◆ TEXT SHOWN ◆
Faithlife Sermons


Sermon  •  Submitted
0 ratings
Sermon Tone Analysis
View more →




Call to Worship.... The Journey Begins ...

L  Jesus said, “I am the light of the world. Whoever follows me will never walk in darkness but will have the light of life.”

C Come, let us turn to the Lord, that he may teach us his ways and that we may walk in his paths.

L  “I will lead the blind by a road they do not know. I will turn the darkness before them into light.”

C You show me the path of life. In your presence there is fullness of joy; in your right hand are pleasures forevermore.

L  “My sheep hear my voice. I know them, and they follow me.”

C He leads me in the paths of righteousness for his name’s sake.

L  “Do not fear, for I am with you; do not be afraid, for I am your God. I will strengthen you, I will help you, I will uphold you with my victorious right hand.”

C Oh, send out your light and your truth; let them lead me. In the path of your judgments, O Lord, we wait for you.

*Hymn of Praise           318                  When We Walk with the Lord (Trust and Obey)

Invocation        (the Lord’s Prayer)       Father, we praise  you that we have received peace through our Lord Jesus Christ, through whom we have obtained access to the grace in which we stand, and reconciliation in your sight.  Be with us as we pray

Turn to the Lord ... Abide With Me

Turn to the Lord; repentant, seek his face,

For God abounds in steadfast love and grace.

They shall not perish who in Christ believe,

But everlasting life they shall receive.

Responsory Psalm ... Psalm 32:1-7, 10-11

L  Happy are those whose transgression is forgiven, whose sin is covered.

C Happy are those to whom the Lord imputes no iniquity, and in whose spirit there is no deceit.

L  While I kept silence, my body wasted away through my groaning all day long.

C For day and night your hand was heavy upon me; my strength was dried up as by the heat of summer.

L  Then I acknowledged my sin to you, and I did not hide my iniquity.

C I said, “I will confess my transgressions to the Lord,” and you forgave the guilt of my sin.

L  Therefore let all who are faithful offer prayer to you.

C At a time of distress, the rush of mighty waters shall not reach them.

L  You are a hiding place for me; you preserve me from trouble.

C You surround me with glad cries of deliverance.

L  Many are the torments of the wicked,

C but steadfast love surrounds those who trust the Lord.

L  Be glad in the Lord and rejoice, O righteous, and shout for joy, all you upright in heart.

Special Music                Be Thou My Vision       B.Huling, S.Noel – North Kingstown

Our  Offering to God


Prayer of Dedication                 Just as our worship of you, O God, is not confined to this place, so also our praise is not limited to certain times and places.  Accept our offerings that we bring as a witness to your Spirit, who dwells in all that we do.  Use what we give so that others may come into your presence with joyful songs of hope and thanksgiving.

◆ DIRECTIVE 1 ◆
Based on the worship order, state whether each statement agrees with it: (a) the special music is "Be Thou My Vision"; (b) the Responsory Psalm is taken from Psalm 23; (c) the Invocation is the Apostles' Creed. Answer yes or no for each and quote the deciding words.
The worship order above and the records that come next are unrelated, independent material.

(Entries from a pointing dataset)
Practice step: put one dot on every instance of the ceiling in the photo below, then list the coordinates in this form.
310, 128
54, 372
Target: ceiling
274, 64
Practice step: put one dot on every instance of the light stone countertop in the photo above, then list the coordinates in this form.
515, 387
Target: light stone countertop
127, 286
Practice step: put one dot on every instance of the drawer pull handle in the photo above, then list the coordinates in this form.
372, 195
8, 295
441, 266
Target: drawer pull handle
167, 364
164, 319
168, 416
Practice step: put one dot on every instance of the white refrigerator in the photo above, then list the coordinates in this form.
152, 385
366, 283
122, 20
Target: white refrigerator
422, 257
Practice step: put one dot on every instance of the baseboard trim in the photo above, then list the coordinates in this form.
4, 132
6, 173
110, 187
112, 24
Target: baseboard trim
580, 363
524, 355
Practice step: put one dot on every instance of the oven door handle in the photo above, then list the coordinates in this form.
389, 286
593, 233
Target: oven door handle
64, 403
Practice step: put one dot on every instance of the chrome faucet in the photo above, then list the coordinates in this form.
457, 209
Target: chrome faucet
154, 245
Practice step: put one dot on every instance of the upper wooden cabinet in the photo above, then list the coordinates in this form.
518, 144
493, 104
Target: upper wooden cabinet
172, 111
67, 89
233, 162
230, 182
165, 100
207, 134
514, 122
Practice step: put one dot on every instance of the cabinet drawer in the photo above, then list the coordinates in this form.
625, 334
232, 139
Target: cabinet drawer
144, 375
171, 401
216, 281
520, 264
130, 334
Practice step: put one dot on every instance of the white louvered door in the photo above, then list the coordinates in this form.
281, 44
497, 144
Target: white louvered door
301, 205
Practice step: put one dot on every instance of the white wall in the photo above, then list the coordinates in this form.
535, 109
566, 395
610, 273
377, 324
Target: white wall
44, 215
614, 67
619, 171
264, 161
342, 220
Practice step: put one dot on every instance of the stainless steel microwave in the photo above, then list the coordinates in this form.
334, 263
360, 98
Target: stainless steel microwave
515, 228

◆ DIRECTIVE 2 ◆
Reproduce word for word the lines of the records starting with the line that contains "Practice step: put one dot on every instance of the cabinet" and going on through the end of the records, both ends included.

◆ SOLUTION 1 ◆
(a) Yes: "Be Thou My Vision"
(b) No: "Psalm 32:1-7, 10-11"
(c) No: "(the Lord’s Prayer)"

◆ SOLUTION 2 ◆
Practice step: put one dot on every instance of the cabinet drawer in the photo above, then list the coordinates in this form.
625, 334
232, 139
Target: cabinet drawer
144, 375
171, 401
216, 281
520, 264
130, 334
Practice step: put one dot on every instance of the white louvered door in the photo above, then list the coordinates in this form.
281, 44
497, 144
Target: white louvered door
301, 205
Practice step: put one dot on every instance of the white wall in the photo above, then list the coordinates in this form.
535, 109
566, 395
610, 273
377, 324
Target: white wall
44, 215
614, 67
619, 171
264, 161
342, 220
Practice step: put one dot on every instance of the stainless steel microwave in the photo above, then list the coordinates in this form.
334, 263
360, 98
Target: stainless steel microwave
515, 228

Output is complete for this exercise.